WHAT THE EXERCISE ASKS: Could you set down the records below exactly as they are, with no pictures?

DATA PROVIDED:
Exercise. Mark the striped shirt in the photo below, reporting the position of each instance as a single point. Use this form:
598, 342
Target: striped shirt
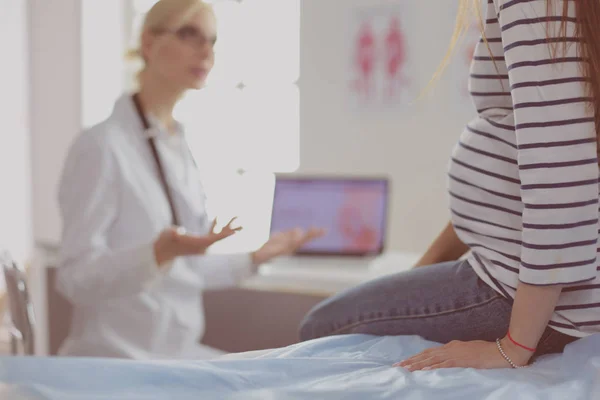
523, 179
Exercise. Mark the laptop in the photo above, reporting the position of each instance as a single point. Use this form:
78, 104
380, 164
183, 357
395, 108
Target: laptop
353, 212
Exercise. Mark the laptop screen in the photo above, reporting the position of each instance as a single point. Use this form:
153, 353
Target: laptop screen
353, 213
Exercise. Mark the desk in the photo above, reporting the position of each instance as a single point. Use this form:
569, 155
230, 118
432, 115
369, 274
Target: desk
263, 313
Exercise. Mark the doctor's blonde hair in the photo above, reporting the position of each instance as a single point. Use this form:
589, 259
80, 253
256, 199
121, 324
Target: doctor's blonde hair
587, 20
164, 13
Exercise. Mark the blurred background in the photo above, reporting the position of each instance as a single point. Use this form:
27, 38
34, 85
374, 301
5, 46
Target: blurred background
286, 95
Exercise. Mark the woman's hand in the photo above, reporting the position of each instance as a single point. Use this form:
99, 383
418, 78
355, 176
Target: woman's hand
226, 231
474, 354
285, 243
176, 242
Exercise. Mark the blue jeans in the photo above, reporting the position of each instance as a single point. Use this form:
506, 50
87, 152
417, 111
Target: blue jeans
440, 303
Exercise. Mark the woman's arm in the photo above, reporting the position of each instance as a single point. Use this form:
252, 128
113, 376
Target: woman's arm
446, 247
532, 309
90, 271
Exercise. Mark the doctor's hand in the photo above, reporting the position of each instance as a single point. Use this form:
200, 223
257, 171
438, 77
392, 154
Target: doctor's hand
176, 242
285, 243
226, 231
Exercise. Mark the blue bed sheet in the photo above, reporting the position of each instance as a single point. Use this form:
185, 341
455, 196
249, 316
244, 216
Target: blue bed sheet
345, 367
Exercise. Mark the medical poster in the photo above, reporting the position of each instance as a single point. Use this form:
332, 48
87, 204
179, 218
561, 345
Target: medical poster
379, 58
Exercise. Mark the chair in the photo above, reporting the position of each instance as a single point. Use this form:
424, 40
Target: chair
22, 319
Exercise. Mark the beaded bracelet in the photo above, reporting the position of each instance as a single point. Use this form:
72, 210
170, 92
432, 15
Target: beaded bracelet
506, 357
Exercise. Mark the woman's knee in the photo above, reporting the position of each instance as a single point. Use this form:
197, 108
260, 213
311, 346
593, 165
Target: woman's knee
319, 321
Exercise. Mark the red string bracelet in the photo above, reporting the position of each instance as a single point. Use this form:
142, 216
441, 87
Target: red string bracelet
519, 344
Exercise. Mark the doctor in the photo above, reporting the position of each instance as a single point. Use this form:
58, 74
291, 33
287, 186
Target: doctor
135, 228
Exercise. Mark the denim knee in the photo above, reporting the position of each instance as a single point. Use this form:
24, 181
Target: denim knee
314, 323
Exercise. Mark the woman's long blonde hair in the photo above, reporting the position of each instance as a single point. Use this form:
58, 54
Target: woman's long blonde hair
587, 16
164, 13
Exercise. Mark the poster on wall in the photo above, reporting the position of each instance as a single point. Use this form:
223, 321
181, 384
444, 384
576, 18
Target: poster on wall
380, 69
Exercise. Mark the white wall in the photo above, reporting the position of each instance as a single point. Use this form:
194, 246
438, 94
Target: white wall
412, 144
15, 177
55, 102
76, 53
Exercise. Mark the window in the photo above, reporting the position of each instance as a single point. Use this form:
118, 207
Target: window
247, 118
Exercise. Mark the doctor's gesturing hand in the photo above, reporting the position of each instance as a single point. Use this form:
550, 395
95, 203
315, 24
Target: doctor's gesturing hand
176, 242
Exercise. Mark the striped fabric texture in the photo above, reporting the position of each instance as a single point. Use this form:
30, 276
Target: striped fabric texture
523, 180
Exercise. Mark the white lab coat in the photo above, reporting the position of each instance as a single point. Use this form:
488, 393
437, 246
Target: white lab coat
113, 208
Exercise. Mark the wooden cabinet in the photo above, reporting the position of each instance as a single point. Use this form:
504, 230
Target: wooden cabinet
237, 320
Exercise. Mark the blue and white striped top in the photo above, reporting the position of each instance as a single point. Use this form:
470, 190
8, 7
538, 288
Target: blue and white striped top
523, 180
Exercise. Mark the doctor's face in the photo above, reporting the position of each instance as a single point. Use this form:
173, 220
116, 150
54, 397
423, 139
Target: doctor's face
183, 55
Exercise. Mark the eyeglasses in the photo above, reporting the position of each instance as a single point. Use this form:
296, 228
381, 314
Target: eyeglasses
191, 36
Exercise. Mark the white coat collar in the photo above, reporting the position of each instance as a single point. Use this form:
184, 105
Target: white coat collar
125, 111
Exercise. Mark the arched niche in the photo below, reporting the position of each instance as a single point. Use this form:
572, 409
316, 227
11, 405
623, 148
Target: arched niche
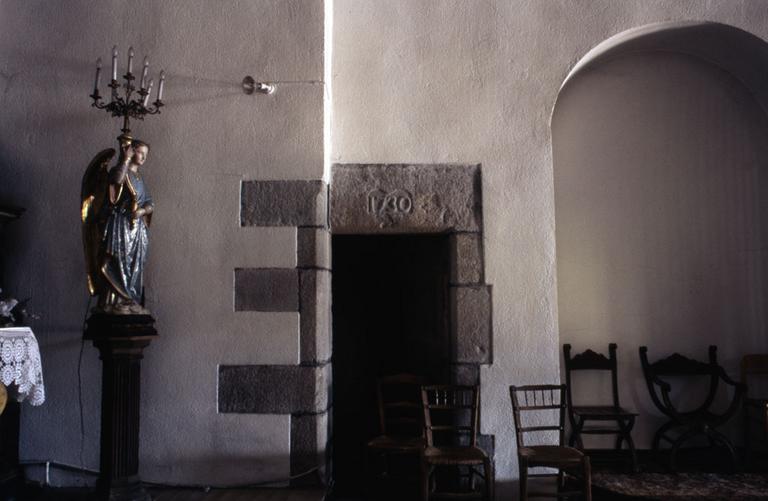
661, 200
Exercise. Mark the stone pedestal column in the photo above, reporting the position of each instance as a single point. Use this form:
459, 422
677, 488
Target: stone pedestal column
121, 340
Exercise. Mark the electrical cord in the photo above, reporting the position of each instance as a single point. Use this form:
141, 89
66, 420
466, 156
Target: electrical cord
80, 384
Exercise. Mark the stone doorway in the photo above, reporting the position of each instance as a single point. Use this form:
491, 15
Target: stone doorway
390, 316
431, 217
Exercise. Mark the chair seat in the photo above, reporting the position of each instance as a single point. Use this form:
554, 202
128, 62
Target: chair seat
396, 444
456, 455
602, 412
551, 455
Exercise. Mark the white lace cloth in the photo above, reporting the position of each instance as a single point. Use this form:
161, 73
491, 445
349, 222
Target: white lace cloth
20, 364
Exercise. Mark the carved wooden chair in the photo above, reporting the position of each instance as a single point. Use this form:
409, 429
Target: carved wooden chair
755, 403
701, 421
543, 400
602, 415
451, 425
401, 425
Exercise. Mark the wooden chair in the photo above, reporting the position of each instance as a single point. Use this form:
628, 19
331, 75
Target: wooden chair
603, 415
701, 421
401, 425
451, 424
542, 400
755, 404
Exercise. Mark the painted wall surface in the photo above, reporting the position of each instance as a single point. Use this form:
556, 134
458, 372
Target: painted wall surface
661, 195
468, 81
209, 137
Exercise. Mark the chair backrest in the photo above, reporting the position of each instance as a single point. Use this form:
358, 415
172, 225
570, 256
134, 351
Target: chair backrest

EXERCISE ANSWER:
Exercise. Mark the striped shirt in the photo below, reporting the position of each instance as a single point. Use this form:
598, 342
Target: striped shirt
523, 179
Exercise. Mark the laptop in the photo above, reporting the position of each instance as a single point. Use this form:
78, 104
380, 164
183, 357
395, 108
Target: laptop
353, 212
Exercise. Mark the laptop screen in the photo above, reporting the position of each instance as a single point. Use this form:
153, 353
Target: laptop screen
353, 213
Exercise. Mark the desk in the photo above, reporting the position of each instance as a single point. Use this form:
569, 155
230, 118
432, 115
369, 274
Target: desk
263, 313
Exercise. Mark the doctor's blonde hair in the photo above, reporting the position of each instance as a single point. Use this form:
589, 259
80, 253
256, 199
121, 324
Target: doctor's blonde hair
587, 20
164, 13
Exercise. Mark the blurred background in the photo above, reporting the position of each instance as a single point. Use this form:
27, 38
34, 85
374, 301
5, 46
Target: blurred background
286, 95
Exercise. Mark the woman's hand in the photo above, reporting the position of each instance as a single point. Use this form:
99, 383
418, 78
355, 176
Target: woman's hand
226, 231
474, 354
285, 243
176, 242
Exercise. Mark the blue jeans in the photo above, reporting the position of each instance as a single point. Use this form:
506, 50
87, 152
417, 111
Target: blue jeans
440, 303
Exercise. Mark the woman's arm in the photo above, reporting the position of each instance as a single point. Use this form:
252, 128
113, 376
Target: woman's arm
446, 247
532, 309
90, 271
Exercise. Mark the doctor's hand in the photo above, reporting the position of each instance as a single point. Use this form:
200, 223
257, 171
438, 77
392, 154
Target: doctor's hand
176, 242
285, 243
226, 231
Exercise. Mark the blue bed sheet in the photo above, reporting the position of each instance as a single point. Use this form:
185, 341
455, 196
249, 316
244, 216
Target: blue bed sheet
345, 367
Exercise. Mark the medical poster in the photo above, reporting the position of each instance as a single point. Use this form:
332, 48
87, 204
179, 218
561, 345
Target: medical poster
379, 58
Exercise. Mark the chair in the photo above, reporting the position of each instance as a single point. Use this form:
424, 40
Target: chair
22, 319
Exercise. Mark the beaded bracelet in the photo above, reporting the position of each instance as a single point. Use this form:
72, 210
170, 92
432, 15
Target: beaded bracelet
506, 357
Exercise. Mark the woman's knee in the photo above, reporting the position of each instance as a single point. Use this form:
197, 108
260, 213
311, 346
593, 165
Target: woman's knee
319, 321
Exercise. Mark the red string bracelet in the photo above, reporting the position of each instance as a single point. Use this form:
142, 216
441, 87
Target: red string bracelet
519, 344
Exercise. Mark the doctor in the photo above, reporting the position of each instance as a single point. Use this form:
58, 74
291, 33
287, 186
Target: doctor
135, 228
Exercise. Mark the denim knee in the photo above, reporting the position of each instance as a single point. Use this form:
24, 181
Target: denim knee
314, 323
Exercise. Mark the woman's long blonde hair in the photo above, reporting the position of each instance as a single point. Use this form:
58, 54
Target: woman's long blonde hair
587, 16
164, 13
Exercise. Mark the poster on wall in the photo above, reporting the position of each instance as a single point. Use this form:
223, 321
181, 384
444, 384
576, 18
Target: poster on wall
380, 69
Exercise. Mark the white wall in the photo above, reporting the position of each instance as a single point. Use this form:
194, 246
438, 94
Target: white wall
412, 144
15, 177
55, 102
76, 53
Exercise. Mark the window in the photo above, reporting the position of each instance as a single point. Use this form:
118, 207
Target: window
247, 118
Exercise. Mark the doctor's gesturing hand in the photo above, reporting the position of each instance as a single point. Use this form:
550, 395
95, 203
315, 24
Target: doctor's gesturing hand
176, 242
Exercise. Mark the striped fabric texture in the photo above, reporting the position of each instance as a single point. Use this form:
30, 276
Target: striped fabric texture
523, 180
Exercise. Mark the white lab coat in the photo above, reporting the position of each instance as a single point. Use this form:
488, 393
437, 246
Target: white lab coat
113, 208
Exercise. Mark the wooden cabinet in the photo above, reporting the position of each instance as a single point. Use this form:
504, 230
Target: wooden cabinet
237, 320
Exercise. Mark the blue and white striped top in the photo above, reporting the position of each instance as a single point. Use this form:
470, 190
8, 7
538, 288
Target: blue and white striped top
523, 180
Exercise. Mark the doctor's face in the photo above, reporting the position of each instance as a single point. Use this form:
173, 220
116, 150
54, 397
423, 139
Target: doctor's face
183, 55
Exercise. Mark the eyeglasses in the photo above, reporting the position of each instance as a single point. Use this form:
296, 228
381, 314
Target: eyeglasses
191, 36
Exercise. Mark the white coat collar in the photo above, reporting the position of each instance as a single point. Use this form:
184, 105
Target: white coat collar
125, 111
Exercise. Mark the arched niche in the photo below, reporting the position of each instance as a single point. Use this form:
572, 409
316, 227
11, 405
623, 148
Target: arched niche
661, 200
Exercise. Mark the stone pedestal column in the photo above, reporting the position of each instance as a single point. Use this form:
459, 422
677, 488
Target: stone pedestal column
121, 340
Exercise. Mark the electrical cord in the photo above, reporting the position of each instance as a single point. Use this form:
141, 89
66, 420
466, 156
Target: electrical cord
80, 384
Exercise. Mark the stone doorway in the photo above, reporting the position of each instance as a single point. Use this form:
491, 15
Target: stone doorway
390, 316
431, 217
Exercise. Mark the chair seat in the photo above, reporting the position of each instance as a single point. Use this form:
554, 202
128, 62
Target: chair seat
396, 444
456, 455
602, 412
551, 455
Exercise. Mark the white lace cloth in the photo above, reporting the position of each instance as a single point. Use this form:
161, 73
491, 445
349, 222
Target: white lace cloth
20, 364
Exercise. Mark the carved wooden chair in the photo above, reporting the position of each instance as a single point. Use this form:
409, 429
Target: carved wooden chair
755, 403
701, 421
543, 400
602, 415
451, 425
401, 425
Exercise. Mark the wooden chair in the photo above, reporting the position of each instance as a single point. Use this form:
628, 19
331, 75
Target: wooden chair
603, 415
701, 421
401, 425
451, 424
542, 400
755, 404
Exercise. Mark the painted wall surface in the photo above, reporting the position of each instance as a single point. Use this form:
556, 134
458, 372
Target: painted wall surface
661, 195
468, 81
209, 137
Exercise. Mark the chair backrest in the photo above, reporting the position of each instance as a single point. Use this form:
358, 415
172, 225
570, 256
134, 351
Target: chair backrest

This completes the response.